→ **Texte fourni**:

Les versements ou autres avantages patrimoniaux auraient été dissimulés « dans des flux financiers liés à des prises en charge de frais de conférences, et payés à différents intermédiaires ». Plusieurs documents et objets ont été saisis pour être analysés.

Le juge belge en charge de l’enquête a fait poser des scellés dans plusieurs bureaux du Parlement à Bruxelles et Strasbourg, en particulier dans ceux attribués à deux assistants parlementaires considérés comme suspects, a indiqué le parquet fédéral. Le Parlement européen a annoncé le 14 mars interdire temporairement l’accès à ses bâtiments de Bruxelles et Strasbourg à tous les lobbyistes et représentants du groupe chinois Huawei.

Aucun eurodéputé n’a été interpellé dans l’opération de police menée au moment où le Parlement était réuni en plénière à Strasbourg. Mais plusieurs élus seraient dans le collimateur des enquêteurs.

Une affaire qui fait écho au Qatargate

C’est la deuxième fois en moins de trois ans que le Parlement européen est éclaboussé par un scandale de corruption venant d’un pays étranger.

Dans le Qatargate, la justice belge enquête depuis 2022 sur des faits impliquant plusieurs ex-eurodéputés socialistes soupçonnés d’avoir été corrompus par deux puissances étrangères, le Qatar et le Maroc. Les deux pays, qui sont soupçonnés d’avoir fait des cadeaux ou versements en liquide afin de lisser leur image en matière de droits humains, ont toujours fermement nié.

« Depuis trop longtemps, les députés européens adoptent une approche insouciante de l’éthique et continuent de vivre dans une culture d’impunité », a réagi l’organisation Transparency international, jugeant ces nouvelles révélations sur Huawei « aussi graves » que celles du Qatargate.

→ **Données fournies**:
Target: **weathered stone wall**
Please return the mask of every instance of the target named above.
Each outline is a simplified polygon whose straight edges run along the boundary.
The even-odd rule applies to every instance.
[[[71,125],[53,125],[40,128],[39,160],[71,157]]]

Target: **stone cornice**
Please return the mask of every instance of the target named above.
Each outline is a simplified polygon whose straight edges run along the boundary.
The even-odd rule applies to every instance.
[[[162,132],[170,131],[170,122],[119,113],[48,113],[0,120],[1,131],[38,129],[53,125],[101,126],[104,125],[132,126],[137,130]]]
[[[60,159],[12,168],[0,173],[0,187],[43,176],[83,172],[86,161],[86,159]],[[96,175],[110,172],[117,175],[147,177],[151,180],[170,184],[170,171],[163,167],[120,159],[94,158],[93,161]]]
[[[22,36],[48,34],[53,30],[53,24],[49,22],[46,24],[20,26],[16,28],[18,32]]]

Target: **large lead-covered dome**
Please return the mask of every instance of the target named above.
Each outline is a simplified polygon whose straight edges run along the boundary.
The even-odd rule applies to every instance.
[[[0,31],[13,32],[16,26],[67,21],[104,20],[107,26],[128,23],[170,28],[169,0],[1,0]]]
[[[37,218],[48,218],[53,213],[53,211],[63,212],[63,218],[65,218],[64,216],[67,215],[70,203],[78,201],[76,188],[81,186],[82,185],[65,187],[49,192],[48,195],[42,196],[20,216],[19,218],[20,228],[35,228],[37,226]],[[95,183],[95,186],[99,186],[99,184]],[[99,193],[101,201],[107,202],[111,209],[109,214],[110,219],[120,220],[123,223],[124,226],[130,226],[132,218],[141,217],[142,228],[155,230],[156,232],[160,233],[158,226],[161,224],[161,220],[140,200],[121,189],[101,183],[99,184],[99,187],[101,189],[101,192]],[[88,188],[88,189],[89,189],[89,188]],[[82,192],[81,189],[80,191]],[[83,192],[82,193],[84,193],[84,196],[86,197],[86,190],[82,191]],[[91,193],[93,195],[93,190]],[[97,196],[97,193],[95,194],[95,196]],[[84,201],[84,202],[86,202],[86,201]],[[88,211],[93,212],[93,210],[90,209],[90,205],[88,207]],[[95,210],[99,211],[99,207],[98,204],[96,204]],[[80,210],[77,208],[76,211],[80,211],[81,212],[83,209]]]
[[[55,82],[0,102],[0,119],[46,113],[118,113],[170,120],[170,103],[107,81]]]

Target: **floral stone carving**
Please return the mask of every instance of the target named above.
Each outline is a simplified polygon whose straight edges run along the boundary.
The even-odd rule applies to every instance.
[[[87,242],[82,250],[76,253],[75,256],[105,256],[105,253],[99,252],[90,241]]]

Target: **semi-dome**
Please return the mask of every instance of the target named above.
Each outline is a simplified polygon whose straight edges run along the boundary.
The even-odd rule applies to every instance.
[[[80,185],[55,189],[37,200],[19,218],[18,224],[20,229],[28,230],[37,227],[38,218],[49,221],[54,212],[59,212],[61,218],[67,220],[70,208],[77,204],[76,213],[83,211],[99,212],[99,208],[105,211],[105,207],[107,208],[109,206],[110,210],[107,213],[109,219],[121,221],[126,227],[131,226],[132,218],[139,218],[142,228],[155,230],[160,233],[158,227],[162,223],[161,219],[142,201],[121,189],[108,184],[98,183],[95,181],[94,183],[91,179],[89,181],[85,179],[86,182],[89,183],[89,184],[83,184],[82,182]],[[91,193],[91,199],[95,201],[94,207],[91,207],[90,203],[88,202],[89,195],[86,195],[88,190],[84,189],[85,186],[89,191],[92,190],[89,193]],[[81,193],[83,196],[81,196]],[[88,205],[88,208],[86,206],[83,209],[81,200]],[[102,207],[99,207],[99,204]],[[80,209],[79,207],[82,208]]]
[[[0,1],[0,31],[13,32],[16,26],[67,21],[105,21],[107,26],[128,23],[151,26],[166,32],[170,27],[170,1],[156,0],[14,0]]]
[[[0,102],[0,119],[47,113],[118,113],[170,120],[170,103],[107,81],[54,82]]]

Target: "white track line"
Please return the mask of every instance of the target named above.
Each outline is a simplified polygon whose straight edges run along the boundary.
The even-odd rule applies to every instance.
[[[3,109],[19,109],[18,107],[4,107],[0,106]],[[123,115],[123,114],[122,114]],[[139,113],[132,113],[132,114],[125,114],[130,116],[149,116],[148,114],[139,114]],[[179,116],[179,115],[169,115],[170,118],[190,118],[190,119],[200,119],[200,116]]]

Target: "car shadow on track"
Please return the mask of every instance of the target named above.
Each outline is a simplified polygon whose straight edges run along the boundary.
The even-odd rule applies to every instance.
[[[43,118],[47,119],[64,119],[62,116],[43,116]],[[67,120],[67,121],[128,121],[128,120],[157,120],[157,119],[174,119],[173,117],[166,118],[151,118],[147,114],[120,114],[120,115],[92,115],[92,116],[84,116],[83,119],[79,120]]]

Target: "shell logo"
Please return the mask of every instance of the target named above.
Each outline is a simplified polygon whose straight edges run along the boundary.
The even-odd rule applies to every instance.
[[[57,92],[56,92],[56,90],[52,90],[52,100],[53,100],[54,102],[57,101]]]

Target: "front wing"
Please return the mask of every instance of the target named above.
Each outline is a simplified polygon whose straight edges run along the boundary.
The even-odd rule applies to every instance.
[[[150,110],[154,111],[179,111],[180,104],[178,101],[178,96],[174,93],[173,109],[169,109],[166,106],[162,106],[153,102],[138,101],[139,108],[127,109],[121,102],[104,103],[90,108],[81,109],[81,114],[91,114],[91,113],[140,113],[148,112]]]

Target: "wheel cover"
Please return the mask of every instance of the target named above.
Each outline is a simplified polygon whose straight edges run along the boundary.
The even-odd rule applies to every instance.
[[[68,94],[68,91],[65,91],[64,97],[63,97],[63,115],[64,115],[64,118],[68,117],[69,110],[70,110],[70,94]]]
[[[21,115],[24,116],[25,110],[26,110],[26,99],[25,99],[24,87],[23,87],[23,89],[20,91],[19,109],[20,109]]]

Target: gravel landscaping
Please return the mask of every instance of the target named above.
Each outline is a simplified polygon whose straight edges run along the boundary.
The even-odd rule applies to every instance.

→ **Consigne**:
Poursuivez le texte sur l'enquête visant Huawei au Parlement européen à partir de sa dernière phrase. Les données n'ont aucun lien avec le texte sur l'enquête visant Huawei au Parlement européen.

→ **Réponse**:
Un autre scandale avait ébranlé le Parlement en janvier, quand l’ancien commissaire néerlandais Frans Timmermans avait organisé un système de financements d’ONG écologistes pour influencer les eurodéputés et les États membres en faveur du Pacte vert. Des signalements ont été déposés au Parquet national financier français et au Parquet européen, ainsi qu’à l’Office européen de lutte antifraude.

Huawei déjà soupçonné d’atteinte à la probité en France

En février 2024, les bureaux du géant chinois des télécoms Huawei ont été perquisitionnés à Boulogne-Billancourt dans les Hauts-de-Seine, dans une procédure portant sur des soupçons d’atteintes à la probité. L’enquête préliminaire a été menée par les magistrats du Parquet national financier (PNF).

Jean-Louis Borloo, ancien ministre de Jacques Chirac et Nicolas Sarkozy, est à l’origine d’une enquête judiciaire visant Huawei pour trafic d’influence, abus de biens sociaux et recel. Avant que l’affaire n’éclate, il avait été remplacé par l’ancien député et ministre PS Jean-Marie Le Guen au conseil d’administration de la filiale française. L’autre affaire d’atteinte à la probité visait une ex-élue locale, soupçonnée d’avoir perçu de l’argent du groupe chinois, pour permettre l’ouverture d’une usine Huawei en Alsace, d’ici à 2026.

La première usine Huawei hors de Chine doit être implantée en France en 2026

Le géant des télécoms chinois, qui prévoit l’ouverture d’une usine Huawei à Brumath en Alsace, d’ici à 2026 – sa première hors de Chine -, y débutera sa production d’équipements pour réseaux mobiles, notamment 5G, déclarait en décembre 2023 le directeur général adjoint de sa branche française.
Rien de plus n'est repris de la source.